──────── EXCERPT PROVIDED

Typically, robots strive to decrease uncertainty. Some prior work, albeit limited, has illustrated how to cultivate uncertainty, examining how to constrain a robot’s beliefs so that it never learns sensitive information (cf. [2, 3, 4]). In so doing, one precludes sensitive information being disclosed to any adversary. But not disclosing secrets by simply never knowing any, severely limits the applicability of the approach. This paper proposes a more general, wider-reaching model for privacy, beyond mere ingénue robots.

This work posits a potentially adversarial observer and then stipulates properties of what shall be divulged. The stipulation describes information that (being required to perform the task) must be communicated as well as information (violating the user’s privacy) that shouldn’t be. Practical scenarios where this model applies include: () privacy-aware care robots that assist the housebound, providing nursing care; () inspection of sensitive facilities by robots to certify compliance with regulatory agreements, whilst protecting other proprietary or secret details; () sending data remotely to computing services operating on untrusted cloud infrastructure.

Pebble bed facility Breeder reactor
Figure 1: Nuclear Site Inspection  A robot inspects a nuclear facility by taking a measurement at the ‘?’ location, which depends on the facility type. The type of facility is sensitive information that it must not be divulged to any external observers.

────────────────
──────── STORED ROWS

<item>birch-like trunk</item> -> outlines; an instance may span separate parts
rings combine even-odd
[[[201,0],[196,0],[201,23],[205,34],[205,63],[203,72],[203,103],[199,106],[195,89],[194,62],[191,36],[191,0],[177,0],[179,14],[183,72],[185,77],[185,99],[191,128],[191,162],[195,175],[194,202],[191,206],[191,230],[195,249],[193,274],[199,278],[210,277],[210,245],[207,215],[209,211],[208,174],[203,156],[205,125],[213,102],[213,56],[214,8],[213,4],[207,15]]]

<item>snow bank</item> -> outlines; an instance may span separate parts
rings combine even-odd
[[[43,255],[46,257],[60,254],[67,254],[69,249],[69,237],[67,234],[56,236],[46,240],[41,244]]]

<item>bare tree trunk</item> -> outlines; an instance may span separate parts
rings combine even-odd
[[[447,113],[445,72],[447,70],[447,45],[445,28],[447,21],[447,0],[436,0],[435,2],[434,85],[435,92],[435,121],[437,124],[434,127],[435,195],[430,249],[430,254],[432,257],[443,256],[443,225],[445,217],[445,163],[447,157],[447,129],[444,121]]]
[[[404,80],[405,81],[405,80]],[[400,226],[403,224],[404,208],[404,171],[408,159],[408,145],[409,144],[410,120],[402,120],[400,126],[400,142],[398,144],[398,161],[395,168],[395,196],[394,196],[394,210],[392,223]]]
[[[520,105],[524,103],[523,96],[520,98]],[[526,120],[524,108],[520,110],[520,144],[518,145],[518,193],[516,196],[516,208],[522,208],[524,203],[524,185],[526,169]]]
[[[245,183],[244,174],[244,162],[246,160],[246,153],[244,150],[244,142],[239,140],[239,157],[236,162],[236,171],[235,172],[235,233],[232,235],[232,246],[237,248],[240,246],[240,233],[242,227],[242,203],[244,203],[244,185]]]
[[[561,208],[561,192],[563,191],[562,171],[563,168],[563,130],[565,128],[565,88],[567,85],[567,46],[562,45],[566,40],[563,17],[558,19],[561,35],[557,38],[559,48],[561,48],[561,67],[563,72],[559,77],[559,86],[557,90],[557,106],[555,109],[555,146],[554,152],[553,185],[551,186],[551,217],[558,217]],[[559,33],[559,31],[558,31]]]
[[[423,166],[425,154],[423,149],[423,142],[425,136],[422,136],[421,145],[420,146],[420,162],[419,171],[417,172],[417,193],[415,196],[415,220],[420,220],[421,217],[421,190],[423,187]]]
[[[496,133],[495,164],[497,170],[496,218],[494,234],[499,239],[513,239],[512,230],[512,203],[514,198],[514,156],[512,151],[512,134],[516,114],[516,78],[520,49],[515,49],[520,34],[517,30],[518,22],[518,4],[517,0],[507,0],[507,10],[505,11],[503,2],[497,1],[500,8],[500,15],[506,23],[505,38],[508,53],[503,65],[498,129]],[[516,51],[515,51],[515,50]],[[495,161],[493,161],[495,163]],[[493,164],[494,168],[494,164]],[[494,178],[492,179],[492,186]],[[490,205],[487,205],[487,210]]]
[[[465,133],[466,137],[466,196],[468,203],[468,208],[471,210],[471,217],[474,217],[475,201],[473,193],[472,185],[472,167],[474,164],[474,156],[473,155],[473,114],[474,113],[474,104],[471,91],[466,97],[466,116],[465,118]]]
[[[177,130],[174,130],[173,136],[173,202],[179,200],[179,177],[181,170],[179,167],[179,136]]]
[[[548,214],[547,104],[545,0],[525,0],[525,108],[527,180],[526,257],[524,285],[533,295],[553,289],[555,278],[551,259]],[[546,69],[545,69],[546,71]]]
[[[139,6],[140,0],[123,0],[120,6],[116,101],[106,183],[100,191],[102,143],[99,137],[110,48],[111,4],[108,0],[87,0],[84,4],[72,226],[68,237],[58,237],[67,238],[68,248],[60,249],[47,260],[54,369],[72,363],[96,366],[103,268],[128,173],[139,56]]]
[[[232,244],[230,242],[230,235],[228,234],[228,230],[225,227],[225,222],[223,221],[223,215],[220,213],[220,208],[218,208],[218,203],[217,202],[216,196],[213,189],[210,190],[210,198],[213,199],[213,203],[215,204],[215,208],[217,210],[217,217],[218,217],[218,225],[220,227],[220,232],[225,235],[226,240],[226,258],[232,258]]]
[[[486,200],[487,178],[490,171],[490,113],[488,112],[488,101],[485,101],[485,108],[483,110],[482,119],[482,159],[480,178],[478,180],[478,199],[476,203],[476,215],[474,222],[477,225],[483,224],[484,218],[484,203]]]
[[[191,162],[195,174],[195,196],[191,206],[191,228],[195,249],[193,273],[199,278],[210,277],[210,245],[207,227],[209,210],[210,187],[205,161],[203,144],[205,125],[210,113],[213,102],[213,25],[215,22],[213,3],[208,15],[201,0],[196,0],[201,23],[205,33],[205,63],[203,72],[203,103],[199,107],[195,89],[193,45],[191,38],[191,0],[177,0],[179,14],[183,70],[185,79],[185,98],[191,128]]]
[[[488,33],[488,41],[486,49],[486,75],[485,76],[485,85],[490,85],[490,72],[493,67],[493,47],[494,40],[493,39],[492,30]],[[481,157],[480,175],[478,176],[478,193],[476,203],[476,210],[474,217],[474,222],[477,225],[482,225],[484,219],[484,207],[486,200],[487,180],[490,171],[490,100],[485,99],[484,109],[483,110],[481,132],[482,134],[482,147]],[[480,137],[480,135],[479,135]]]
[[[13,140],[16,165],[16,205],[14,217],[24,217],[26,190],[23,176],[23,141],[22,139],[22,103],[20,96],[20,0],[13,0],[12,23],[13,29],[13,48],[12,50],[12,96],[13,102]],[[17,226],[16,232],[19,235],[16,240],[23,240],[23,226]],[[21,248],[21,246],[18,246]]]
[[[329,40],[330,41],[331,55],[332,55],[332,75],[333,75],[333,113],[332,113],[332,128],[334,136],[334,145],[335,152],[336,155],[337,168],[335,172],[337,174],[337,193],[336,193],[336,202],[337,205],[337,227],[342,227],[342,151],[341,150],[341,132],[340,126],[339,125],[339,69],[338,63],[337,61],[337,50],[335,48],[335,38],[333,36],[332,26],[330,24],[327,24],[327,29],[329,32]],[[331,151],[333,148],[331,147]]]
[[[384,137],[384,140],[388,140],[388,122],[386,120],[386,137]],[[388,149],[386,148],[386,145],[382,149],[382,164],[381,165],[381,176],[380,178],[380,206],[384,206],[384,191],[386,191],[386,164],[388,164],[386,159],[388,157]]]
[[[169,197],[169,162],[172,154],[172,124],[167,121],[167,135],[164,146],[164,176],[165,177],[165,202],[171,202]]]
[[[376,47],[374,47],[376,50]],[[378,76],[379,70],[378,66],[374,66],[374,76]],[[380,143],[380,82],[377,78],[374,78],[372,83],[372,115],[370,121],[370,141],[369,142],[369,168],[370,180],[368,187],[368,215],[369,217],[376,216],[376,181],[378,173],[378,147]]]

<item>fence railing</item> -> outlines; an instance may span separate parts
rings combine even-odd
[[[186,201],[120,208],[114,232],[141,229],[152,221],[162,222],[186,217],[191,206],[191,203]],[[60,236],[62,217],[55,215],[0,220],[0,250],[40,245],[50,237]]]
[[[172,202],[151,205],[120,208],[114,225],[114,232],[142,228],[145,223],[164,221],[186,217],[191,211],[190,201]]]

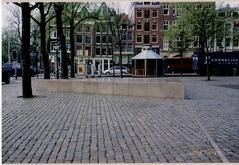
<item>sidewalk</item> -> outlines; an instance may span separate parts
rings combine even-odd
[[[3,163],[239,162],[238,77],[173,77],[182,101],[3,85]],[[229,85],[224,87],[222,85]]]

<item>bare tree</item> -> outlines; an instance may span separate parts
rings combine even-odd
[[[54,9],[56,13],[56,27],[57,27],[57,34],[61,44],[61,69],[63,79],[68,79],[68,67],[67,67],[67,52],[66,52],[66,38],[63,33],[63,26],[62,26],[62,13],[64,9],[63,3],[54,3]]]
[[[38,9],[40,11],[40,21],[31,16],[31,18],[40,26],[41,33],[41,53],[43,57],[44,79],[50,79],[50,67],[49,67],[49,55],[46,50],[46,25],[52,20],[55,15],[49,15],[52,3],[44,4],[38,3]]]
[[[130,22],[127,19],[127,15],[122,12],[119,4],[113,3],[112,6],[114,8],[108,8],[108,22],[110,32],[112,33],[112,37],[114,39],[115,47],[119,49],[119,63],[120,63],[120,77],[123,78],[122,72],[122,51],[124,49],[124,38],[123,36],[127,36],[127,28],[129,28]]]
[[[22,10],[22,96],[23,98],[31,98],[32,85],[31,85],[31,69],[30,69],[30,33],[31,33],[31,11],[37,5],[31,6],[28,2],[14,3],[21,7]]]
[[[70,25],[70,45],[71,45],[71,75],[70,77],[75,77],[75,62],[74,62],[74,57],[75,57],[75,38],[74,38],[74,32],[76,27],[82,23],[83,21],[87,19],[98,19],[98,16],[96,15],[95,12],[90,13],[87,16],[81,16],[79,14],[79,10],[85,7],[86,4],[84,3],[68,3],[65,5],[65,16],[67,23]]]

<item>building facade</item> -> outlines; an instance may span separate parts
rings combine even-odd
[[[175,55],[168,37],[170,26],[177,24],[185,14],[186,8],[198,8],[207,5],[215,8],[215,2],[134,2],[132,3],[131,20],[134,22],[134,53],[137,54],[144,46],[152,49],[163,57]],[[177,42],[177,41],[176,41]],[[190,44],[188,54],[198,48],[198,37]]]
[[[239,51],[239,9],[230,6],[220,8],[218,16],[225,23],[223,33],[214,42],[214,51]]]

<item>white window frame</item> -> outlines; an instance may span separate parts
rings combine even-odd
[[[141,24],[141,29],[138,29],[138,23]],[[137,21],[137,22],[136,22],[136,30],[142,30],[142,29],[143,29],[142,27],[143,27],[142,21]]]
[[[156,11],[156,17],[154,17],[155,11]],[[152,10],[152,18],[158,18],[158,10],[157,9]]]
[[[164,10],[168,10],[167,14],[164,14]],[[163,15],[169,15],[169,5],[163,5]]]
[[[155,42],[153,42],[153,36],[156,36],[156,41],[155,41]],[[157,43],[157,42],[158,42],[158,36],[157,36],[156,34],[153,34],[153,35],[151,36],[151,42],[152,42],[152,43]]]
[[[156,29],[153,29],[153,25],[156,25]],[[158,22],[157,21],[152,21],[152,25],[151,25],[151,29],[152,31],[157,31],[158,30]]]
[[[77,41],[78,36],[81,36],[81,42]],[[82,34],[77,34],[76,35],[76,43],[82,44],[83,43],[83,35]]]
[[[138,17],[138,12],[141,12],[141,17]],[[142,10],[141,9],[137,9],[136,10],[136,18],[142,18],[143,17],[143,12],[142,12]]]
[[[167,23],[166,23],[167,22]],[[167,29],[164,29],[164,26],[167,25]],[[163,30],[168,30],[169,29],[169,21],[168,20],[164,20],[163,21]]]
[[[140,42],[138,42],[138,36],[140,36],[140,39],[141,39],[141,41]],[[136,35],[136,43],[142,43],[142,35],[141,34],[138,34],[138,35]]]

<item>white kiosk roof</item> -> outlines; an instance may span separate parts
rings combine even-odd
[[[142,52],[137,54],[132,58],[132,60],[143,60],[143,59],[163,59],[160,57],[157,53],[152,51],[150,47],[148,48],[143,48]]]

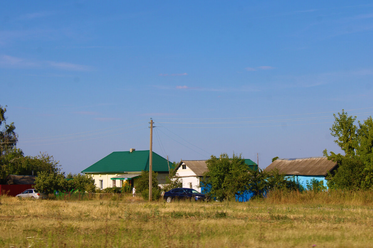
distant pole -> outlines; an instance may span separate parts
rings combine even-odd
[[[149,149],[149,201],[151,201],[151,190],[152,190],[152,180],[151,174],[153,172],[153,169],[151,168],[153,162],[153,120],[150,118],[150,148]]]
[[[168,155],[167,155],[167,165],[168,165],[168,174],[170,174],[170,163],[168,162]]]

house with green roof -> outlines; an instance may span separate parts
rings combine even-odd
[[[159,183],[164,184],[169,174],[169,162],[154,152],[152,154],[152,169],[158,173],[157,179]],[[141,171],[149,171],[150,155],[149,150],[131,149],[127,151],[114,152],[83,170],[82,173],[91,175],[99,189],[122,187],[125,180],[136,186],[136,179]]]

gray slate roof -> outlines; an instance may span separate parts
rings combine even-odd
[[[207,171],[206,161],[207,160],[181,160],[175,169],[177,170],[182,164],[184,163],[197,176],[201,177],[203,175],[203,173]]]
[[[36,176],[9,175],[7,177],[8,184],[34,184]]]
[[[280,174],[286,175],[325,176],[336,166],[336,162],[328,160],[326,157],[278,158],[264,170],[270,171],[276,168]]]

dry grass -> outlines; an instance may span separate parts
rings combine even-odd
[[[344,202],[321,194],[313,200],[272,194],[244,203],[3,197],[0,247],[372,246],[373,204],[359,198],[368,196],[345,196]]]

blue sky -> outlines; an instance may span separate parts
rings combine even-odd
[[[373,113],[368,1],[7,1],[0,105],[18,147],[66,173],[112,152],[172,161],[341,152],[342,109]]]

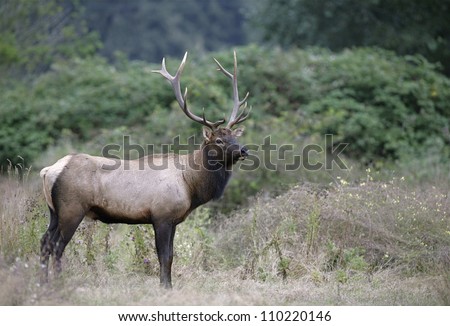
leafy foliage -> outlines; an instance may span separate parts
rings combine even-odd
[[[268,135],[299,144],[333,134],[335,143],[349,143],[347,156],[364,163],[450,156],[450,82],[421,56],[257,46],[240,48],[238,55],[240,89],[251,92],[254,107],[246,139],[254,144]],[[229,52],[214,56],[232,66]],[[169,60],[169,70],[176,63]],[[198,126],[184,118],[170,87],[151,69],[126,60],[111,66],[99,58],[77,59],[53,65],[31,88],[3,90],[2,164],[17,155],[32,162],[64,135],[91,142],[97,153],[108,142],[121,142],[123,134],[142,144],[198,135]],[[183,84],[194,111],[204,107],[213,119],[231,107],[229,81],[211,60],[190,61]]]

────────────────

> [TASK INSTRUCTIONS]:
Answer these questions from the robot privacy excerpt:
1. How did the prior work it cites keep a robot from disclosing sensitive information?
2. What kind of robot does it list as assisting the housebound?
3. In the nuclear site inspection figure, what information is sensitive?

> [RESULT]:
1. It constrained the robot's beliefs so that the robot never learns sensitive information.
2. Privacy-aware care robots that provide nursing care.
3. The type of facility.